### Exercise requirements
Gather, from the data below, each line in which the word "weathered" occurs.

### Dataset entries
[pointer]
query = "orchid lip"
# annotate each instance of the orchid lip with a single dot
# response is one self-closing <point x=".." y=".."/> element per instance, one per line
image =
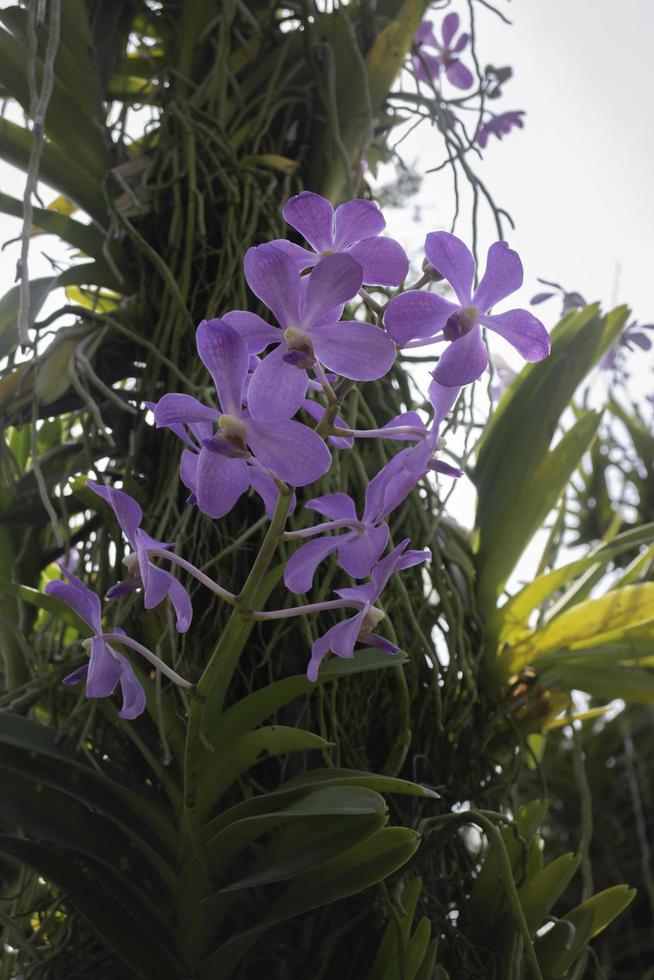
<point x="461" y="323"/>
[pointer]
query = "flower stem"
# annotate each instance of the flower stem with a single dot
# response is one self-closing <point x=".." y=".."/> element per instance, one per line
<point x="127" y="641"/>
<point x="215" y="666"/>
<point x="196" y="573"/>
<point x="303" y="610"/>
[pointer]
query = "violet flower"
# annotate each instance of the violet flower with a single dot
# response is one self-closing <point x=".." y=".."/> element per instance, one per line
<point x="364" y="539"/>
<point x="429" y="66"/>
<point x="219" y="473"/>
<point x="499" y="126"/>
<point x="157" y="583"/>
<point x="106" y="667"/>
<point x="309" y="334"/>
<point x="427" y="317"/>
<point x="354" y="229"/>
<point x="342" y="637"/>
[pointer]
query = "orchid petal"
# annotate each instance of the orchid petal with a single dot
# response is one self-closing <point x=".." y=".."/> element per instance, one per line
<point x="459" y="75"/>
<point x="301" y="566"/>
<point x="313" y="216"/>
<point x="290" y="449"/>
<point x="273" y="277"/>
<point x="502" y="277"/>
<point x="523" y="331"/>
<point x="353" y="349"/>
<point x="226" y="357"/>
<point x="220" y="481"/>
<point x="463" y="361"/>
<point x="277" y="389"/>
<point x="128" y="513"/>
<point x="417" y="316"/>
<point x="176" y="408"/>
<point x="255" y="331"/>
<point x="356" y="220"/>
<point x="334" y="281"/>
<point x="357" y="553"/>
<point x="335" y="506"/>
<point x="454" y="260"/>
<point x="449" y="27"/>
<point x="383" y="260"/>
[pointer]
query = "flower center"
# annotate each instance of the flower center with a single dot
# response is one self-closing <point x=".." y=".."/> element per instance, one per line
<point x="372" y="619"/>
<point x="460" y="323"/>
<point x="299" y="349"/>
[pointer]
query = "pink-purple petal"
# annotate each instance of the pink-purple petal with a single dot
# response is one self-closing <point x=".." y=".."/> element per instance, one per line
<point x="417" y="316"/>
<point x="176" y="408"/>
<point x="226" y="357"/>
<point x="273" y="277"/>
<point x="459" y="75"/>
<point x="276" y="389"/>
<point x="356" y="220"/>
<point x="353" y="349"/>
<point x="301" y="566"/>
<point x="335" y="506"/>
<point x="293" y="451"/>
<point x="313" y="216"/>
<point x="128" y="513"/>
<point x="255" y="331"/>
<point x="463" y="361"/>
<point x="523" y="331"/>
<point x="333" y="281"/>
<point x="502" y="277"/>
<point x="219" y="482"/>
<point x="449" y="27"/>
<point x="454" y="260"/>
<point x="383" y="260"/>
<point x="358" y="552"/>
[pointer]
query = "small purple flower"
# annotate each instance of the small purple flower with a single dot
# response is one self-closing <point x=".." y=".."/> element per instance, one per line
<point x="222" y="470"/>
<point x="106" y="667"/>
<point x="427" y="317"/>
<point x="354" y="229"/>
<point x="308" y="310"/>
<point x="342" y="637"/>
<point x="499" y="126"/>
<point x="429" y="66"/>
<point x="157" y="583"/>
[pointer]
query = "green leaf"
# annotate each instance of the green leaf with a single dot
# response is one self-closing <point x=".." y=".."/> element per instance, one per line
<point x="516" y="443"/>
<point x="218" y="773"/>
<point x="510" y="619"/>
<point x="540" y="891"/>
<point x="309" y="781"/>
<point x="349" y="873"/>
<point x="255" y="708"/>
<point x="588" y="622"/>
<point x="131" y="931"/>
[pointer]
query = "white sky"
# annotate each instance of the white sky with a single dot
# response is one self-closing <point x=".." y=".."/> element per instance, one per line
<point x="577" y="179"/>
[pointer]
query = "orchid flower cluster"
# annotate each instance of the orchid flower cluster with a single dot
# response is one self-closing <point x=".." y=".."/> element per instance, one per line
<point x="437" y="56"/>
<point x="304" y="359"/>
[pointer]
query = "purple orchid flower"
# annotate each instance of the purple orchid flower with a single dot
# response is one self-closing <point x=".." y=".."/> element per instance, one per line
<point x="364" y="540"/>
<point x="219" y="473"/>
<point x="342" y="637"/>
<point x="427" y="317"/>
<point x="157" y="583"/>
<point x="354" y="229"/>
<point x="428" y="67"/>
<point x="499" y="126"/>
<point x="106" y="667"/>
<point x="308" y="310"/>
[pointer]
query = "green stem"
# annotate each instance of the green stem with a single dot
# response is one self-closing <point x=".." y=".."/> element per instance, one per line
<point x="219" y="657"/>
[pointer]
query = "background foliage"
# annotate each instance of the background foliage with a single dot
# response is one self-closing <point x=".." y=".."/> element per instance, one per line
<point x="179" y="128"/>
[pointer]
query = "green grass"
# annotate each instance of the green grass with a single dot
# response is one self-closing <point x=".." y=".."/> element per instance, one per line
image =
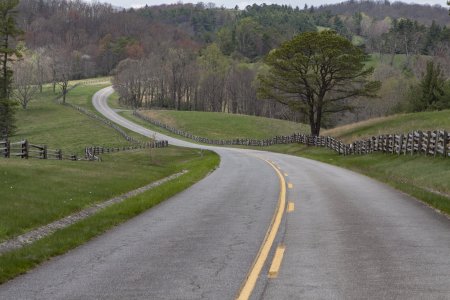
<point x="425" y="178"/>
<point x="226" y="126"/>
<point x="61" y="127"/>
<point x="37" y="192"/>
<point x="19" y="261"/>
<point x="402" y="123"/>
<point x="113" y="101"/>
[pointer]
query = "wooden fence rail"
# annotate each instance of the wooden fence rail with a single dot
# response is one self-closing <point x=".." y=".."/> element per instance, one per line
<point x="430" y="143"/>
<point x="92" y="153"/>
<point x="24" y="149"/>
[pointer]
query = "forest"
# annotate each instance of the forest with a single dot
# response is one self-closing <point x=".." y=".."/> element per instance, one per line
<point x="207" y="58"/>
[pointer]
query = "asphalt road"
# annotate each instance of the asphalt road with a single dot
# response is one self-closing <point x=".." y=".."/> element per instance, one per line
<point x="349" y="237"/>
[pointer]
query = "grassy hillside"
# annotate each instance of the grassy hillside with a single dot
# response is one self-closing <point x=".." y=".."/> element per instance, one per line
<point x="401" y="123"/>
<point x="226" y="126"/>
<point x="425" y="178"/>
<point x="37" y="192"/>
<point x="61" y="127"/>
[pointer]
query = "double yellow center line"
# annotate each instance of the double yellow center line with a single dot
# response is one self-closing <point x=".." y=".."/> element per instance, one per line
<point x="250" y="282"/>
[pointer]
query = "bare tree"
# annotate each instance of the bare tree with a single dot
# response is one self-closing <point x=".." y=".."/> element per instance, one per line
<point x="62" y="69"/>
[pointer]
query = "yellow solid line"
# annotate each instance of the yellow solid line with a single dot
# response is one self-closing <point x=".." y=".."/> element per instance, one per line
<point x="249" y="284"/>
<point x="276" y="262"/>
<point x="291" y="207"/>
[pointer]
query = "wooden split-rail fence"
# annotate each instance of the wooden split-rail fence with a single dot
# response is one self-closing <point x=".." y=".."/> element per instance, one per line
<point x="104" y="121"/>
<point x="431" y="143"/>
<point x="92" y="153"/>
<point x="24" y="149"/>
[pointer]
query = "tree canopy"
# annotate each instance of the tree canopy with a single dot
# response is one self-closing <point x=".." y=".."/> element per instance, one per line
<point x="315" y="73"/>
<point x="8" y="30"/>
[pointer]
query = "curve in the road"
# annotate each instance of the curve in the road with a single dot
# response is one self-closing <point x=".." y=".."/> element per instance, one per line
<point x="349" y="237"/>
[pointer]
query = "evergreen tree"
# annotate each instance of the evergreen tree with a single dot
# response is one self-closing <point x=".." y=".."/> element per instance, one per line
<point x="8" y="31"/>
<point x="431" y="90"/>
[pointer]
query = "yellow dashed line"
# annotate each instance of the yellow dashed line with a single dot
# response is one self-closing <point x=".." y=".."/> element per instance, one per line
<point x="276" y="262"/>
<point x="291" y="207"/>
<point x="252" y="276"/>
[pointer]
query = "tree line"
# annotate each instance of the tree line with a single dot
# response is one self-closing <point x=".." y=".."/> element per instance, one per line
<point x="203" y="57"/>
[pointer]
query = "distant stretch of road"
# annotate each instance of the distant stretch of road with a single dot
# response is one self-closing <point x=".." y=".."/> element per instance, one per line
<point x="342" y="236"/>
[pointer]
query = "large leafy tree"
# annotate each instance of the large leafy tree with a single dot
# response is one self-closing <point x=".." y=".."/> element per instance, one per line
<point x="316" y="73"/>
<point x="8" y="31"/>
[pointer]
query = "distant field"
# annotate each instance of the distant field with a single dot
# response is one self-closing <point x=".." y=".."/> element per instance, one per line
<point x="61" y="127"/>
<point x="37" y="192"/>
<point x="226" y="126"/>
<point x="401" y="123"/>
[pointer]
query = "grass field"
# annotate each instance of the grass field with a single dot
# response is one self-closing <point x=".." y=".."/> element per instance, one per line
<point x="61" y="127"/>
<point x="226" y="126"/>
<point x="37" y="192"/>
<point x="403" y="123"/>
<point x="424" y="178"/>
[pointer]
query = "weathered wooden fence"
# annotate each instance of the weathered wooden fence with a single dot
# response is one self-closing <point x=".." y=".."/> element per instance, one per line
<point x="104" y="121"/>
<point x="92" y="153"/>
<point x="431" y="143"/>
<point x="24" y="149"/>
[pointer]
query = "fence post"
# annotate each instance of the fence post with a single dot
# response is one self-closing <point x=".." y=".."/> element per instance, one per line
<point x="428" y="143"/>
<point x="7" y="148"/>
<point x="25" y="149"/>
<point x="445" y="142"/>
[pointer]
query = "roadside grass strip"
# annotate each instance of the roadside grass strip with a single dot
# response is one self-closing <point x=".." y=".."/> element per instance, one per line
<point x="48" y="229"/>
<point x="19" y="261"/>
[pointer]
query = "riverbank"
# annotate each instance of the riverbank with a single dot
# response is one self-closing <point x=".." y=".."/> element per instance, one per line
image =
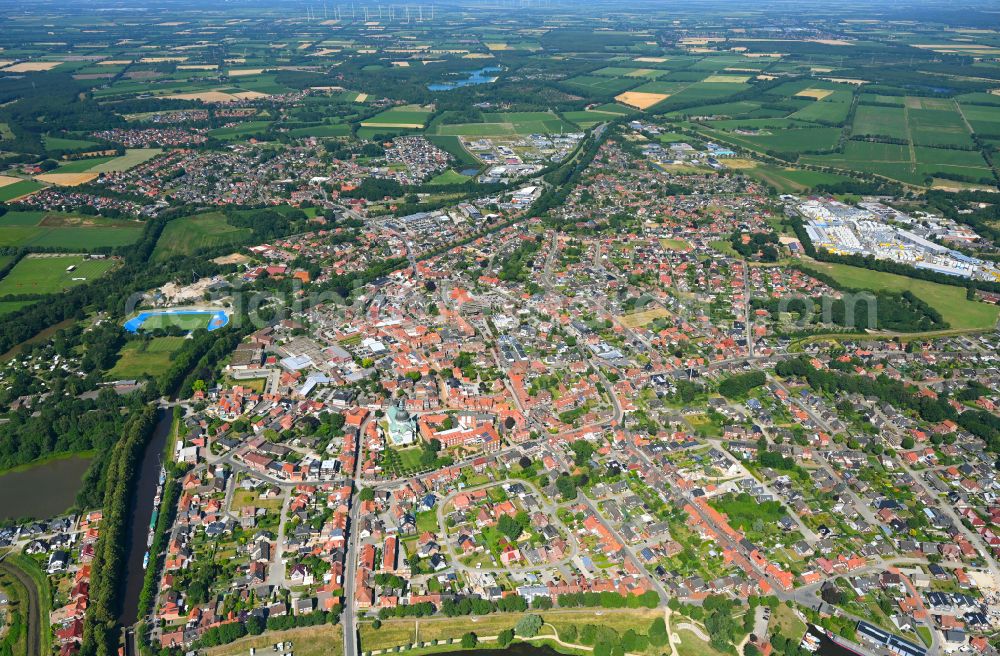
<point x="38" y="591"/>
<point x="418" y="636"/>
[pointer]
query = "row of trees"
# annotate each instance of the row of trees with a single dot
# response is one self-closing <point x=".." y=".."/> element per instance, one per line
<point x="982" y="424"/>
<point x="101" y="634"/>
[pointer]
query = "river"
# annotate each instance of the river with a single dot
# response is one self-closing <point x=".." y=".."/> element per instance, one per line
<point x="516" y="649"/>
<point x="140" y="515"/>
<point x="44" y="490"/>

### Finished task
query = "weathered wooden fence"
# annotate each instance of the weathered wooden fence with a single dot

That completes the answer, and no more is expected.